====== 本文抜粋 ======
夢の浮橋

下記3点に内容を絞って一から出直しです。 民俗・文化風俗や伝承音楽の研究に寄与できればと思っています。 ・大分県の唄と踊りの紹介 ・俚謡、俗謡、新民謡の文句の蒐集 ・端唄、俗曲、流行小唄の文句の蒐集

2011年11月

前回に続き、音丸の新民謡と流行歌を紹介する。
音丸特集は今回が最終。

「主は国境」
昭和9年、コロムビア専属第1作目。
まだ本名で吹き込んでいたはず。初めての吹き込みではないが、
それでも音丸最初期のものだ。それにしては初々しさなぞ
全くといっていいほど感じない、完璧な歌唱。
CDの解説にも書いてあったが、よほど練習したようだ。
少しは戦時色もあるが、全体的に長閑な感じがする。
豆千代と松平晃の唄った「曠野を行く」と同じく、
1節がごく短くやや単調な感じもするが、
伴奏や間奏に少しずつ変化をつけてそれをカバーしている。
この唄は全くヒットしなかったと思うのだが、
惜しむ声もあったのか数年後に歌詞をかえて、
「興安おろし」として吹き込みなおしている。

「満洲想えば」
マンドリンのような響きの楽器を使っており、
しかも伴奏の節が5音階でないために、どことなく
異国情緒が漂っているが、唄の節自体は完全に日本調。
わりと音域が広く、しかも5連符が多いので節は難しい。
音丸の代表曲の1つに数えられるだろう、大ヒット曲。
文句は5節あるが、吹き込み時間の都合で3節目までしか
吹き込まれていない。4、5節目は戦時色が濃く、
なんとなく押し付けがましいような雰囲気があるが、
3節目までは夫を想う妻の心が前面に出ている。
泉詩郎の歌謡説明レコードも出ており、そちらもよい。

「夢で逢うたら」
呑気な曲調だし、タイトルから想像しても、
ネエ小唄系の内容かなーと勝手に思っていたのだが、違った。
戦時歌謡だった。なんだろう節はとてもいいと思うし、
音丸に向いていると思うが歌詞があまり好きになれない。
3節目は好きだがほかがどうにもこうにも、
どこが違うのかうまく説明できないが、同じ戦時歌謡でも
「田家の雪」とはどこかが違う。
完全に好みの問題だとは思うが。
======
> **課題文 a**
音丸の歌についての本文のうち、「豆千代と松平晃の唄った「曠野を行く」と同じく、」から「音丸の代表曲の1つに数えられるだろう、大ヒット曲。」までを一字一句違えずに書き写してください。
上の本文と次のレコードは、互いに関係のない別々の資料です。
====== データ内容 ======
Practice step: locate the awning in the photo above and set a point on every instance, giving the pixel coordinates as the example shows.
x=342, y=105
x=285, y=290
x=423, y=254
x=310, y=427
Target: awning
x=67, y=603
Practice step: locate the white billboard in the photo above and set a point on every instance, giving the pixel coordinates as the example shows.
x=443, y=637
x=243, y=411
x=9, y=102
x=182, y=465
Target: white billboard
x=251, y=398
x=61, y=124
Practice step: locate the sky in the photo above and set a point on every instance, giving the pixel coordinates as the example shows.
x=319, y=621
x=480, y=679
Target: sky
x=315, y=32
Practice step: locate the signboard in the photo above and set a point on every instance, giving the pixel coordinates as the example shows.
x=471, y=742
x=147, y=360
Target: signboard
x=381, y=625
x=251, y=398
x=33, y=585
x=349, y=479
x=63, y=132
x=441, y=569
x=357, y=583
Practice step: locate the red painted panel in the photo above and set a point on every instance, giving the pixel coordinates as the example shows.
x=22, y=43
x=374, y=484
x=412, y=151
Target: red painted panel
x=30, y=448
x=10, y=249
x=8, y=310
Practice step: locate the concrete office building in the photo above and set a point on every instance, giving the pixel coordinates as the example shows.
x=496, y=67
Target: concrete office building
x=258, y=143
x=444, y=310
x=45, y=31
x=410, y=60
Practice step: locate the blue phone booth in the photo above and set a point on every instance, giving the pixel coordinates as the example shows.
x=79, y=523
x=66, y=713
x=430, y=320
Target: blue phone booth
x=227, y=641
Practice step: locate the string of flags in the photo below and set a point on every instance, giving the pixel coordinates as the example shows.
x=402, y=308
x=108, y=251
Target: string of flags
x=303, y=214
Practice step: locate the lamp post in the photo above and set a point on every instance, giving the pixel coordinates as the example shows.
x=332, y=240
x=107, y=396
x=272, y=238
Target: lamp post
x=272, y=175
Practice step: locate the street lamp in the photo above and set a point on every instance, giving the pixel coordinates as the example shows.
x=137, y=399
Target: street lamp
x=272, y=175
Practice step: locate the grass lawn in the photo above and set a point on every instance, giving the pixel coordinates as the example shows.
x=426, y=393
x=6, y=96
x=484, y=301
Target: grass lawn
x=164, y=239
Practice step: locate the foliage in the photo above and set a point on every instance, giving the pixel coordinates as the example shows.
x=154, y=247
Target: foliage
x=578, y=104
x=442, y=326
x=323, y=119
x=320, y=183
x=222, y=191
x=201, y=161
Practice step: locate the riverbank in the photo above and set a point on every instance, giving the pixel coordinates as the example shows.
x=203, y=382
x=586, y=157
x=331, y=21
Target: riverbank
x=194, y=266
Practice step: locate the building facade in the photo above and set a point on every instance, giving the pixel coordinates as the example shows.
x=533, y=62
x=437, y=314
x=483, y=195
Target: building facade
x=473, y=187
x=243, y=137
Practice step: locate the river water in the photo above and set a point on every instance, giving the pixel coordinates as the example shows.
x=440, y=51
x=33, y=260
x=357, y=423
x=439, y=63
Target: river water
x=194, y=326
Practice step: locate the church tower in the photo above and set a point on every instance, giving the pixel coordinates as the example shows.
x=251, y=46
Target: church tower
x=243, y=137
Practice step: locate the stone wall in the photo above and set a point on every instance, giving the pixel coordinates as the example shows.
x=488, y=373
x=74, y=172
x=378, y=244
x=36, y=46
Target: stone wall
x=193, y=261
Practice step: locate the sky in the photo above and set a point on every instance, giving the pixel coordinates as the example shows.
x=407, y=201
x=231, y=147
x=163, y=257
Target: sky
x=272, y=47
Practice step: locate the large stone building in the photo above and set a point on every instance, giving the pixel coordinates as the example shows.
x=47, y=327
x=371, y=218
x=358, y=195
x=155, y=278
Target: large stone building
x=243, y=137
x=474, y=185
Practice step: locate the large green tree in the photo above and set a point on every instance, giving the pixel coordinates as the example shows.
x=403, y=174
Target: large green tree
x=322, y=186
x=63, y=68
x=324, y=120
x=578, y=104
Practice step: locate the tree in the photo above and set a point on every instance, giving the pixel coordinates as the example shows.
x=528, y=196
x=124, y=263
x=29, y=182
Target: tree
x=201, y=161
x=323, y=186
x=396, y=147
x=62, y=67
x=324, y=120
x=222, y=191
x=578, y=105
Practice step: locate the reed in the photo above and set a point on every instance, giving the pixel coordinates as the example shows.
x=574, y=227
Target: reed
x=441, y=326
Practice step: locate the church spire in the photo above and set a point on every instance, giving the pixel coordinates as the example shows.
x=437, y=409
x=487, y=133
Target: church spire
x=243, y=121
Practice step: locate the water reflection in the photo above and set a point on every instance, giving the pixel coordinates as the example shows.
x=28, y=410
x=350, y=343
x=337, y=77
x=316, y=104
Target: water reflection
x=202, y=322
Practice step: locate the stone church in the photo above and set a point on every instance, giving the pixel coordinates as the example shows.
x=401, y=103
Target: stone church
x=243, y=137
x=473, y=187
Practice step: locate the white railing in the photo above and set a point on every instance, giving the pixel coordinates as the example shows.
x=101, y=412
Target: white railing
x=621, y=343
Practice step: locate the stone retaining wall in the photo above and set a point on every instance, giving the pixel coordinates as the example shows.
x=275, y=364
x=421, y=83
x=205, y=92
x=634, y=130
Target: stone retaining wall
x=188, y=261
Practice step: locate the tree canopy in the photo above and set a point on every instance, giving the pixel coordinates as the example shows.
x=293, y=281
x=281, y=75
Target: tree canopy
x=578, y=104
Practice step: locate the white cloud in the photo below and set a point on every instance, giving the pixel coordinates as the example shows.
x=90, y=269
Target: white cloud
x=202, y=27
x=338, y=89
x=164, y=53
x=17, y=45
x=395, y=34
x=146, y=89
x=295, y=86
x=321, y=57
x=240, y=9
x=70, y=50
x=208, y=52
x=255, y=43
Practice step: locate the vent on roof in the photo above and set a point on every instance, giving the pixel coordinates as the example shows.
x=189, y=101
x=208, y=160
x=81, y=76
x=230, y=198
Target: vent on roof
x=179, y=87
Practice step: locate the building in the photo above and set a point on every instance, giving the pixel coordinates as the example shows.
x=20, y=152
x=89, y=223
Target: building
======
> **課題文 b**
レコードの「Practice step: locate the stone retaining」を含む行から「x=188, y=261」を含む行までを、「stone」を「brick」に変え、ほかは一切変えずに書き直してください。出力するのはこれらの行だけにしてください。

> **解答 a**
豆千代と松平晃の唄った「曠野を行く」と同じく、
1節がごく短くやや単調な感じもするが、
伴奏や間奏に少しずつ変化をつけてそれをカバーしている。
この唄は全くヒットしなかったと思うのだが、
惜しむ声もあったのか数年後に歌詞をかえて、
「興安おろし」として吹き込みなおしている。

「満洲想えば」
マンドリンのような響きの楽器を使っており、
しかも伴奏の節が5音階でないために、どことなく
異国情緒が漂っているが、唄の節自体は完全に日本調。
わりと音域が広く、しかも5連符が多いので節は難しい。
音丸の代表曲の1つに数えられるだろう、大ヒット曲。

> **解答 b**
Practice step: locate the brick retaining wall in the photo above and set a point on every instance, giving the pixel coordinates as the example shows.
x=275, y=364
x=421, y=83
x=205, y=92
x=634, y=130
Target: brick retaining wall
x=188, y=261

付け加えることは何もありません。